DATA:
---+---

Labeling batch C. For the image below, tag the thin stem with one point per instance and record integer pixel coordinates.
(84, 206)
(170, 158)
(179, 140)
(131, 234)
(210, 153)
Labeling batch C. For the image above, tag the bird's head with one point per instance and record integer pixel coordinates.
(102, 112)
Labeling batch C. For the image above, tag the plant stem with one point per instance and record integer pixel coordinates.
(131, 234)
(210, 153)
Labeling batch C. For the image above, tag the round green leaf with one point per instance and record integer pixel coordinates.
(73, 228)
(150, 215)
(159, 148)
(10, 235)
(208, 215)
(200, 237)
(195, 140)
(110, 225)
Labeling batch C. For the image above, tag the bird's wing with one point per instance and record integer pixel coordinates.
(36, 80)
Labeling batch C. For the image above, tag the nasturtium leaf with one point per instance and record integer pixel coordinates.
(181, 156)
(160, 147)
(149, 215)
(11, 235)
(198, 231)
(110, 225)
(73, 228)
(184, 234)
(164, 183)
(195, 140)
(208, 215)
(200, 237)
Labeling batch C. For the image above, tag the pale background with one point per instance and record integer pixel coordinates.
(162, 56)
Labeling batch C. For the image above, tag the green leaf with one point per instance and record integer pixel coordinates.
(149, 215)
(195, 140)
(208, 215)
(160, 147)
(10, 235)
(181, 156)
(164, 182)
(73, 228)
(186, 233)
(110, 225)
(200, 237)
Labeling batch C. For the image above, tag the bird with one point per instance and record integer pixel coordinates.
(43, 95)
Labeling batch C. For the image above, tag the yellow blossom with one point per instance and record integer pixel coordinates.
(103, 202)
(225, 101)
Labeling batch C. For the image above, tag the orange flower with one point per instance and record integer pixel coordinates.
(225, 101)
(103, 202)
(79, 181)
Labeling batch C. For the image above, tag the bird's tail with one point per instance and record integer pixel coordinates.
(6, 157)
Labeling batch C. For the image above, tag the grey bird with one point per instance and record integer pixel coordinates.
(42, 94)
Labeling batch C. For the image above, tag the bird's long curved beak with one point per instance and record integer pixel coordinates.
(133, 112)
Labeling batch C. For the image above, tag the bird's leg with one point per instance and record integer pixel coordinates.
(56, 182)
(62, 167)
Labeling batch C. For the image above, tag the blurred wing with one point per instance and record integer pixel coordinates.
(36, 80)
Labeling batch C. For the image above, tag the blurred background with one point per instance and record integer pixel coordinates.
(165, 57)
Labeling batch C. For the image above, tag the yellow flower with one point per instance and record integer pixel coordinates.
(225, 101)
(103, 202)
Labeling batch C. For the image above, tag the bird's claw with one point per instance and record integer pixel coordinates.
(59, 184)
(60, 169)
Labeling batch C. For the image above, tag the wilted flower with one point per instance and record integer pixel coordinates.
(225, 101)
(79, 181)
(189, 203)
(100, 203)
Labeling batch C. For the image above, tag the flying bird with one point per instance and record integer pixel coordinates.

---+---

REQUIRED ACTION:
All records above must be printed again, exactly.

TASK SOLUTION:
Labeling batch C. For the image below, tag the thin stem with one point per instance and record integer pixel coordinates.
(84, 206)
(170, 158)
(179, 140)
(131, 234)
(210, 153)
Labeling batch C. For the image above, tag the bird's head with one point per instance and record integer pixel coordinates.
(102, 112)
Labeling batch C. For the image above, tag the plant stem with one point per instance and record integer pixel coordinates.
(131, 234)
(210, 153)
Labeling batch C. For the image above, tag the round green leaf with one point per instance and record integer pixel coordinates.
(73, 228)
(150, 215)
(159, 148)
(10, 235)
(208, 215)
(200, 237)
(195, 140)
(110, 225)
Labeling batch C. For the image above, tag the bird's wing with one point per instance and record integer pixel coordinates.
(36, 80)
Labeling batch C. For the image above, tag the nasturtium leaf with one point per instance and record integer pixel coordinates.
(181, 156)
(160, 147)
(149, 215)
(11, 235)
(198, 231)
(110, 225)
(73, 228)
(184, 234)
(164, 183)
(195, 140)
(208, 215)
(200, 237)
Labeling batch C. For the image above, tag the pale background with one point per instance and record integer pixel coordinates.
(162, 56)
Labeling batch C. For the image above, tag the green leaf with one point per instance and record integer pixel coordinates.
(149, 215)
(195, 140)
(208, 215)
(160, 147)
(10, 235)
(181, 156)
(164, 182)
(73, 228)
(186, 233)
(110, 225)
(200, 237)
Labeling batch C. For the image above, tag the bird with one point per instance and record integer pixel coordinates.
(43, 95)
Labeling batch C. For the image above, tag the yellow blossom with one point per instance and record integer pixel coordinates.
(103, 202)
(225, 101)
Labeling batch C. For the image above, tag the orange flower with one point per instance and record integer pixel coordinates.
(225, 101)
(103, 202)
(79, 181)
Labeling batch C. For the image above, tag the bird's tail with one point per instance and record integer pixel coordinates.
(6, 157)
Labeling batch C. For the image above, tag the grey bird with one point per instance and record integer pixel coordinates.
(42, 94)
Labeling batch C. For the image above, tag the bird's long curved beak with one point per instance and record integer pixel coordinates.
(133, 112)
Labeling batch C. For the image above, tag the bird's leg with one point per instance and record integer pixel coordinates.
(56, 182)
(62, 167)
Labeling batch C. For the image above, tag the blurred wing with one point per instance and record integer pixel coordinates.
(36, 80)
Labeling batch C. For the image above, tag the blurred background with one point per instance and record integer pixel coordinates.
(165, 57)
Labeling batch C. For the image above, tag the yellow flower with one point per instance and record integer pixel coordinates.
(225, 101)
(103, 202)
Labeling batch C. For the image above, tag the bird's claw with one point per instance and record integer pixel coordinates.
(59, 184)
(60, 169)
Labeling batch C. For the image above, tag the wilted flower with one point per instance and record integer pixel coordinates.
(225, 101)
(79, 181)
(189, 203)
(100, 203)
Labeling batch C. For the image above, tag the flying bird with one point per instance and record integer pixel coordinates.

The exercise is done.